(YOUR TASK) Please render the records below as a JSON list of strings, one per line, covering only the lines from the start of the records through the line holding "top-left (306, 215), bottom-right (600, 372)", inclusive. Leave out blank lines and the pictures.

(PROVIDED RECORDS)
· · ·

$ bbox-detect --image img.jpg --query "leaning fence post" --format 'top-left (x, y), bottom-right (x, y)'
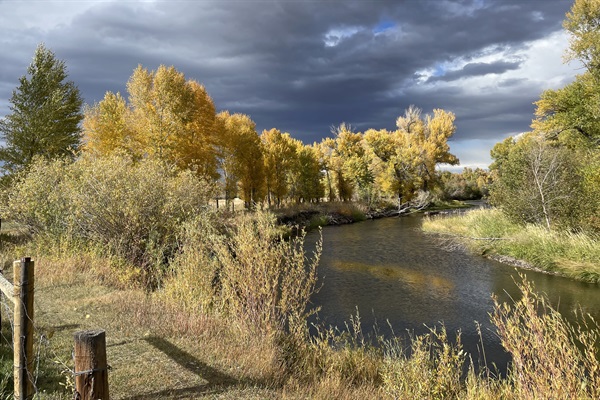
top-left (74, 330), bottom-right (109, 400)
top-left (13, 257), bottom-right (34, 400)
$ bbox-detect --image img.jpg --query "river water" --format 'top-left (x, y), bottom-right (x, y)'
top-left (306, 215), bottom-right (600, 372)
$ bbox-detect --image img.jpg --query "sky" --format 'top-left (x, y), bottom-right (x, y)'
top-left (0, 0), bottom-right (582, 169)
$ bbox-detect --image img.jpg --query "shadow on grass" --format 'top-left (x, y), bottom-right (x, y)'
top-left (126, 336), bottom-right (240, 400)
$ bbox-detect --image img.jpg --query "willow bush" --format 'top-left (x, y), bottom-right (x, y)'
top-left (3, 155), bottom-right (213, 285)
top-left (164, 212), bottom-right (321, 336)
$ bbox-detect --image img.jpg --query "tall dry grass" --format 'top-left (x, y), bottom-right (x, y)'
top-left (423, 209), bottom-right (600, 283)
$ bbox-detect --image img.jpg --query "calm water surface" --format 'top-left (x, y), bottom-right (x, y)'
top-left (306, 215), bottom-right (600, 371)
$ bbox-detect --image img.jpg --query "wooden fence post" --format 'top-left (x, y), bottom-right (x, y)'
top-left (13, 257), bottom-right (34, 400)
top-left (74, 330), bottom-right (109, 400)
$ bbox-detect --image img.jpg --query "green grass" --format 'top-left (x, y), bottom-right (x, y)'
top-left (423, 209), bottom-right (600, 283)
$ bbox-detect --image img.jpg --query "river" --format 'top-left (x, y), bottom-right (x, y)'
top-left (306, 215), bottom-right (600, 373)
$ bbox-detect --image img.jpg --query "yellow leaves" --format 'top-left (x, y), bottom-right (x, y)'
top-left (83, 65), bottom-right (218, 178)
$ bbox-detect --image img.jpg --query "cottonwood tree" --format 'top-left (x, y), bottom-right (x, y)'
top-left (290, 140), bottom-right (325, 203)
top-left (217, 111), bottom-right (265, 208)
top-left (365, 106), bottom-right (458, 206)
top-left (490, 133), bottom-right (581, 229)
top-left (0, 44), bottom-right (83, 174)
top-left (260, 128), bottom-right (297, 207)
top-left (83, 65), bottom-right (218, 179)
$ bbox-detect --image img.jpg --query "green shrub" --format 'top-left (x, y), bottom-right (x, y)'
top-left (3, 156), bottom-right (213, 285)
top-left (165, 212), bottom-right (321, 336)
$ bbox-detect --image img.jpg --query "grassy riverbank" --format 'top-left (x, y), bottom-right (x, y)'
top-left (423, 209), bottom-right (600, 283)
top-left (0, 209), bottom-right (600, 400)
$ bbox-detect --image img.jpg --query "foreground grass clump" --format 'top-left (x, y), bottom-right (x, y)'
top-left (423, 209), bottom-right (600, 283)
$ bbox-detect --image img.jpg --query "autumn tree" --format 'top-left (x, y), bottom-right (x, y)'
top-left (532, 0), bottom-right (600, 149)
top-left (260, 128), bottom-right (296, 207)
top-left (82, 92), bottom-right (144, 160)
top-left (290, 140), bottom-right (325, 203)
top-left (365, 106), bottom-right (458, 204)
top-left (218, 111), bottom-right (265, 208)
top-left (490, 133), bottom-right (581, 229)
top-left (83, 65), bottom-right (218, 179)
top-left (0, 44), bottom-right (83, 174)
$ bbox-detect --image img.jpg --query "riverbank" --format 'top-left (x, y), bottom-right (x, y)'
top-left (273, 201), bottom-right (471, 230)
top-left (0, 208), bottom-right (600, 400)
top-left (423, 209), bottom-right (600, 283)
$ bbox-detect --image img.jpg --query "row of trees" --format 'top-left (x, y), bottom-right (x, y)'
top-left (0, 45), bottom-right (458, 207)
top-left (490, 0), bottom-right (600, 231)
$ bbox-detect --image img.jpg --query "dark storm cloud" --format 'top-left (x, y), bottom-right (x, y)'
top-left (427, 61), bottom-right (521, 82)
top-left (0, 0), bottom-right (570, 167)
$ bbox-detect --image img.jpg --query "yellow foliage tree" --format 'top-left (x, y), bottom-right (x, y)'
top-left (260, 128), bottom-right (296, 207)
top-left (83, 65), bottom-right (218, 178)
top-left (82, 92), bottom-right (143, 159)
top-left (217, 111), bottom-right (265, 208)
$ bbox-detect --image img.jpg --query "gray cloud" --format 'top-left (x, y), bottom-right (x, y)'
top-left (427, 61), bottom-right (521, 82)
top-left (0, 0), bottom-right (570, 167)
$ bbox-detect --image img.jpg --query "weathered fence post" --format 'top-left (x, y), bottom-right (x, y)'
top-left (74, 330), bottom-right (109, 400)
top-left (13, 257), bottom-right (34, 400)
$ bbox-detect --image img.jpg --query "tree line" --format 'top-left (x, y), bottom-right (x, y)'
top-left (0, 45), bottom-right (458, 207)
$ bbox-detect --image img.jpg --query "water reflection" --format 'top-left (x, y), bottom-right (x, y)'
top-left (307, 216), bottom-right (600, 369)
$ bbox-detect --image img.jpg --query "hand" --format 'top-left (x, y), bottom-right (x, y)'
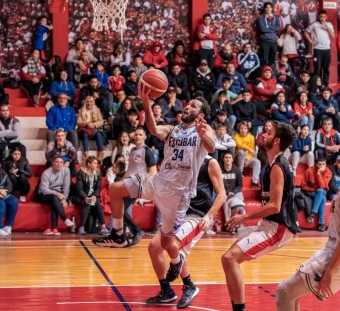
top-left (198, 215), bottom-right (211, 232)
top-left (225, 215), bottom-right (246, 231)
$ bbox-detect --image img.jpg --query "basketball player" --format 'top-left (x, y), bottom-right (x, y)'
top-left (222, 121), bottom-right (297, 311)
top-left (92, 84), bottom-right (215, 256)
top-left (146, 155), bottom-right (226, 309)
top-left (276, 192), bottom-right (340, 311)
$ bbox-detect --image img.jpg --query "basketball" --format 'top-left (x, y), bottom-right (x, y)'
top-left (139, 69), bottom-right (168, 98)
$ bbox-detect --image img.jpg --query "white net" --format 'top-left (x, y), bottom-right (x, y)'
top-left (90, 0), bottom-right (128, 39)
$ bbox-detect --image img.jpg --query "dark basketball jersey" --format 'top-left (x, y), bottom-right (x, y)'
top-left (187, 156), bottom-right (214, 217)
top-left (261, 154), bottom-right (297, 234)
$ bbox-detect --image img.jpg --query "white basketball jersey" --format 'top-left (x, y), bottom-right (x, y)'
top-left (155, 125), bottom-right (208, 198)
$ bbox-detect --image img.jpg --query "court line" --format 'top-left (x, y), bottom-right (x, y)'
top-left (79, 241), bottom-right (132, 311)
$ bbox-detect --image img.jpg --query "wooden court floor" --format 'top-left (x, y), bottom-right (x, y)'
top-left (0, 233), bottom-right (340, 311)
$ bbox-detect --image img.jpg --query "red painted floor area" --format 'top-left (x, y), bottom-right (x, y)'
top-left (0, 284), bottom-right (340, 311)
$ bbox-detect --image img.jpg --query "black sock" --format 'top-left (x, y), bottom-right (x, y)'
top-left (182, 274), bottom-right (193, 286)
top-left (159, 279), bottom-right (171, 293)
top-left (234, 303), bottom-right (246, 311)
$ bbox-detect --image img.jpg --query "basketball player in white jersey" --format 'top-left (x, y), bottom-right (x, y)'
top-left (276, 192), bottom-right (340, 311)
top-left (222, 121), bottom-right (297, 311)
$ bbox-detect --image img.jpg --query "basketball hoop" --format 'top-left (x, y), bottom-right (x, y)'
top-left (90, 0), bottom-right (129, 40)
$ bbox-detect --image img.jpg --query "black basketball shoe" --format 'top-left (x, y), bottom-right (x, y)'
top-left (146, 289), bottom-right (177, 303)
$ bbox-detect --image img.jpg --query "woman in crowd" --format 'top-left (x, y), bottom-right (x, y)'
top-left (20, 50), bottom-right (46, 107)
top-left (2, 147), bottom-right (32, 202)
top-left (77, 96), bottom-right (104, 163)
top-left (111, 132), bottom-right (136, 171)
top-left (110, 42), bottom-right (131, 77)
top-left (74, 156), bottom-right (108, 234)
top-left (0, 168), bottom-right (18, 236)
top-left (293, 92), bottom-right (314, 134)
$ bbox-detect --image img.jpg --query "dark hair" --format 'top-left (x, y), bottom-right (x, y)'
top-left (272, 121), bottom-right (297, 152)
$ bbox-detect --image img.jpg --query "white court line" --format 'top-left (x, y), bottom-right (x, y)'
top-left (57, 301), bottom-right (220, 311)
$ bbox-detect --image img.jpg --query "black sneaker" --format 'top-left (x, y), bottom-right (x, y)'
top-left (146, 289), bottom-right (177, 303)
top-left (177, 284), bottom-right (200, 309)
top-left (166, 253), bottom-right (184, 282)
top-left (131, 230), bottom-right (145, 246)
top-left (92, 229), bottom-right (128, 248)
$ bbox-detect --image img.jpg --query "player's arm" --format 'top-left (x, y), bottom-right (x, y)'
top-left (138, 83), bottom-right (173, 140)
top-left (226, 164), bottom-right (284, 229)
top-left (199, 159), bottom-right (226, 231)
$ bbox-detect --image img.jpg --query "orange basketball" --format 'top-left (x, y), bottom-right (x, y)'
top-left (139, 69), bottom-right (168, 98)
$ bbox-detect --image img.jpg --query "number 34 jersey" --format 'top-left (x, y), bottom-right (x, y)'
top-left (155, 125), bottom-right (208, 198)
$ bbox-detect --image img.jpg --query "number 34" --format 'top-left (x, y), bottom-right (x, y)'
top-left (171, 149), bottom-right (184, 161)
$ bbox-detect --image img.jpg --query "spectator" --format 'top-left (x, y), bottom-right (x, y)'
top-left (94, 61), bottom-right (109, 89)
top-left (2, 147), bottom-right (32, 202)
top-left (234, 121), bottom-right (261, 189)
top-left (0, 81), bottom-right (9, 106)
top-left (215, 63), bottom-right (248, 95)
top-left (110, 42), bottom-right (131, 77)
top-left (289, 124), bottom-right (314, 176)
top-left (20, 50), bottom-right (46, 107)
top-left (254, 66), bottom-right (284, 118)
top-left (214, 43), bottom-right (238, 76)
top-left (79, 76), bottom-right (113, 120)
top-left (109, 65), bottom-right (125, 95)
top-left (166, 40), bottom-right (193, 88)
top-left (305, 10), bottom-right (335, 86)
top-left (143, 41), bottom-right (168, 74)
top-left (193, 59), bottom-right (216, 102)
top-left (66, 38), bottom-right (97, 81)
top-left (277, 24), bottom-right (301, 74)
top-left (211, 124), bottom-right (236, 161)
top-left (74, 156), bottom-right (109, 235)
top-left (327, 156), bottom-right (340, 200)
top-left (38, 156), bottom-right (74, 236)
top-left (289, 70), bottom-right (310, 104)
top-left (315, 118), bottom-right (340, 164)
top-left (129, 54), bottom-right (148, 79)
top-left (256, 120), bottom-right (273, 166)
top-left (210, 91), bottom-right (236, 133)
top-left (237, 43), bottom-right (261, 81)
top-left (45, 128), bottom-right (77, 177)
top-left (194, 13), bottom-right (217, 69)
top-left (270, 91), bottom-right (295, 124)
top-left (211, 77), bottom-right (242, 105)
top-left (46, 94), bottom-right (78, 150)
top-left (123, 70), bottom-right (138, 99)
top-left (313, 87), bottom-right (340, 130)
top-left (158, 87), bottom-right (183, 125)
top-left (293, 91), bottom-right (314, 134)
top-left (0, 168), bottom-right (18, 236)
top-left (234, 89), bottom-right (263, 137)
top-left (220, 150), bottom-right (245, 235)
top-left (168, 64), bottom-right (190, 102)
top-left (258, 2), bottom-right (281, 68)
top-left (0, 105), bottom-right (26, 161)
top-left (77, 96), bottom-right (104, 163)
top-left (301, 158), bottom-right (332, 232)
top-left (111, 131), bottom-right (136, 170)
top-left (50, 70), bottom-right (76, 106)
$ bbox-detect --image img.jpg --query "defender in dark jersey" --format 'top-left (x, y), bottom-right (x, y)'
top-left (222, 121), bottom-right (297, 311)
top-left (146, 156), bottom-right (226, 309)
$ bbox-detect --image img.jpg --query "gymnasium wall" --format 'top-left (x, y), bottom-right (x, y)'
top-left (0, 0), bottom-right (49, 77)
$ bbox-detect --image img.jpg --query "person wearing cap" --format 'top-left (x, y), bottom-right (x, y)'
top-left (313, 86), bottom-right (340, 130)
top-left (193, 59), bottom-right (216, 102)
top-left (158, 87), bottom-right (183, 125)
top-left (210, 91), bottom-right (236, 133)
top-left (167, 64), bottom-right (191, 102)
top-left (315, 117), bottom-right (340, 164)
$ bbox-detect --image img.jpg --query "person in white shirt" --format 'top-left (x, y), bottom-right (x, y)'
top-left (305, 10), bottom-right (335, 86)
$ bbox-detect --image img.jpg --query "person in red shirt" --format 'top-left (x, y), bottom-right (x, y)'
top-left (301, 158), bottom-right (332, 232)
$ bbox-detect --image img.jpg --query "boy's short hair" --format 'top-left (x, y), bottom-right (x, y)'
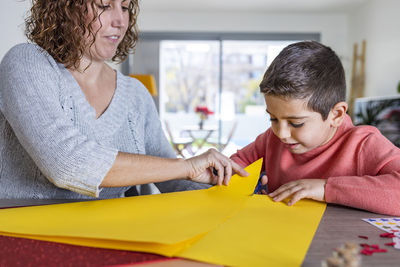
top-left (260, 41), bottom-right (346, 120)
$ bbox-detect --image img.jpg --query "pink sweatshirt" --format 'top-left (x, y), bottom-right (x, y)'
top-left (231, 115), bottom-right (400, 216)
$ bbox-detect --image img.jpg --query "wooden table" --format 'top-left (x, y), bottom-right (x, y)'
top-left (0, 199), bottom-right (400, 267)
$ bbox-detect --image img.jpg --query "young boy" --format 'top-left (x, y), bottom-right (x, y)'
top-left (231, 42), bottom-right (400, 216)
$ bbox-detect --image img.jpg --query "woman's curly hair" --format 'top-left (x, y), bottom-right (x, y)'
top-left (25, 0), bottom-right (139, 69)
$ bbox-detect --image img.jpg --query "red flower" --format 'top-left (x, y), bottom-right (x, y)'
top-left (195, 106), bottom-right (214, 117)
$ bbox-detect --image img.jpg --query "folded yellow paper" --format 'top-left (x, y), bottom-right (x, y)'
top-left (0, 159), bottom-right (325, 266)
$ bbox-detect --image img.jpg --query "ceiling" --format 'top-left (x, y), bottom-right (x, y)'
top-left (140, 0), bottom-right (369, 13)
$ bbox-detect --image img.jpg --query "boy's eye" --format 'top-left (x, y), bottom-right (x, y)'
top-left (97, 5), bottom-right (111, 10)
top-left (290, 122), bottom-right (304, 128)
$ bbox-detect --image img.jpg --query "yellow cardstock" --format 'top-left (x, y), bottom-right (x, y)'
top-left (0, 159), bottom-right (326, 266)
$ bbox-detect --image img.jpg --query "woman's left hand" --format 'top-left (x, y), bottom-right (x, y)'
top-left (186, 149), bottom-right (249, 185)
top-left (268, 179), bottom-right (326, 206)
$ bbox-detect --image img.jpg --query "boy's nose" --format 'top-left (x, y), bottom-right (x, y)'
top-left (276, 126), bottom-right (290, 139)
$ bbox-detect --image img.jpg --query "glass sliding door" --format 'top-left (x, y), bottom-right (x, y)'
top-left (130, 33), bottom-right (319, 156)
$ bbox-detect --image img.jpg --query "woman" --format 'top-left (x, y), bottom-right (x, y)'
top-left (0, 0), bottom-right (246, 198)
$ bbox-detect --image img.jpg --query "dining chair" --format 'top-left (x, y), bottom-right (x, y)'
top-left (164, 120), bottom-right (194, 158)
top-left (207, 119), bottom-right (238, 152)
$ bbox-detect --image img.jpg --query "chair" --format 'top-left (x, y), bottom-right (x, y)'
top-left (207, 120), bottom-right (237, 151)
top-left (164, 121), bottom-right (194, 158)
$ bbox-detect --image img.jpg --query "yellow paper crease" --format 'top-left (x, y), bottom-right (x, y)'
top-left (0, 159), bottom-right (326, 266)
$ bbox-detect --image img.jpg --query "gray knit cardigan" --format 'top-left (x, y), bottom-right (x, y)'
top-left (0, 44), bottom-right (205, 199)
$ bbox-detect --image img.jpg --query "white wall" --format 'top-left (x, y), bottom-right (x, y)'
top-left (349, 0), bottom-right (400, 96)
top-left (0, 0), bottom-right (400, 96)
top-left (0, 0), bottom-right (31, 60)
top-left (139, 9), bottom-right (349, 69)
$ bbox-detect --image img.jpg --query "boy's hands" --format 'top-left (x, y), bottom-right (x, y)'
top-left (269, 179), bottom-right (326, 206)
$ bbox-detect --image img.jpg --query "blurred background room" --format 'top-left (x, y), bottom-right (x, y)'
top-left (0, 0), bottom-right (400, 157)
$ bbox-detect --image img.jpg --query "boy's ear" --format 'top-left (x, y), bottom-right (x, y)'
top-left (331, 102), bottom-right (347, 127)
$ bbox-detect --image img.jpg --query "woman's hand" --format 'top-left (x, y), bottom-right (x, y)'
top-left (185, 149), bottom-right (249, 185)
top-left (269, 179), bottom-right (326, 206)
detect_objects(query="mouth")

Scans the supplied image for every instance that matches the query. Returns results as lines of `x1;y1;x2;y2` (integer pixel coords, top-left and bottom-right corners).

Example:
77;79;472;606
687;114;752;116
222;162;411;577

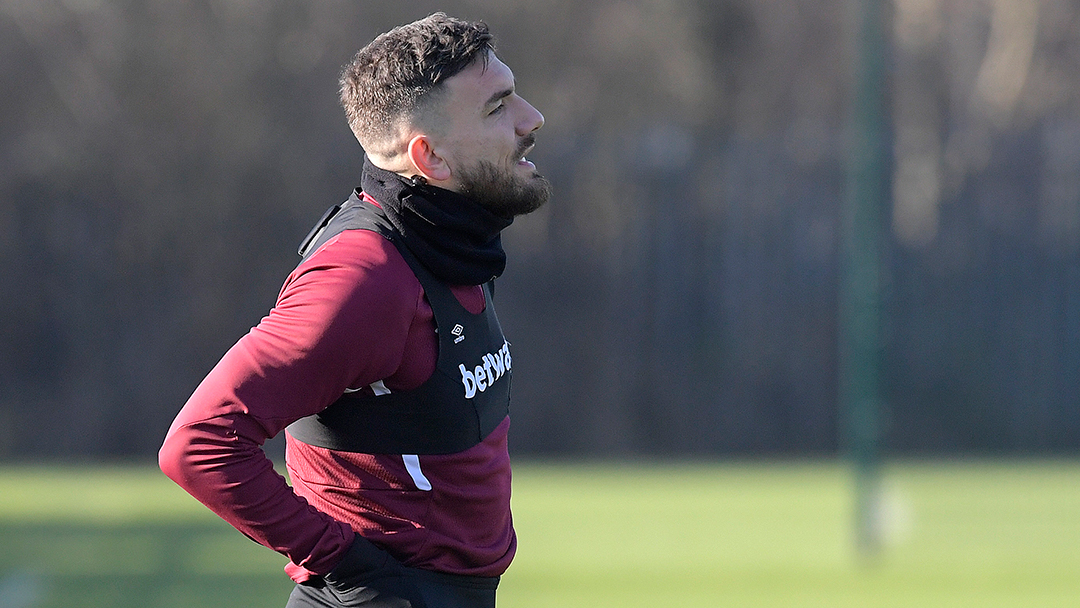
516;143;536;170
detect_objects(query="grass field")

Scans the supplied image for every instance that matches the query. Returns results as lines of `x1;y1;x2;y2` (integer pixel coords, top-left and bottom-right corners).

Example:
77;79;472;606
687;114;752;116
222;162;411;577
0;461;1080;608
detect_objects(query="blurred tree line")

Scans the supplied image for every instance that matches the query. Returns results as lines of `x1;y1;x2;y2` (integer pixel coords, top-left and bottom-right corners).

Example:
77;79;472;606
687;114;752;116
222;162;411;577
0;0;1080;459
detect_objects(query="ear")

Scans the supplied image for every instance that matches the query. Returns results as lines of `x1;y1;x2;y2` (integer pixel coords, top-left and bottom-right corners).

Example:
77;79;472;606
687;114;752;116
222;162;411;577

· · ·

(EXPECTED OUTPUT)
[
  "$ bbox-detect --image img.jpg --query \"leaning fence post\" --format 'top-left (x, y), bottom-right (x, y)'",
  "top-left (74, 330), bottom-right (109, 400)",
  "top-left (13, 257), bottom-right (34, 400)",
  "$ bbox-detect --image img.jpg --query \"river water\" --format 'top-left (x, y), bottom-right (x, y)'",
  "top-left (306, 215), bottom-right (600, 372)"
]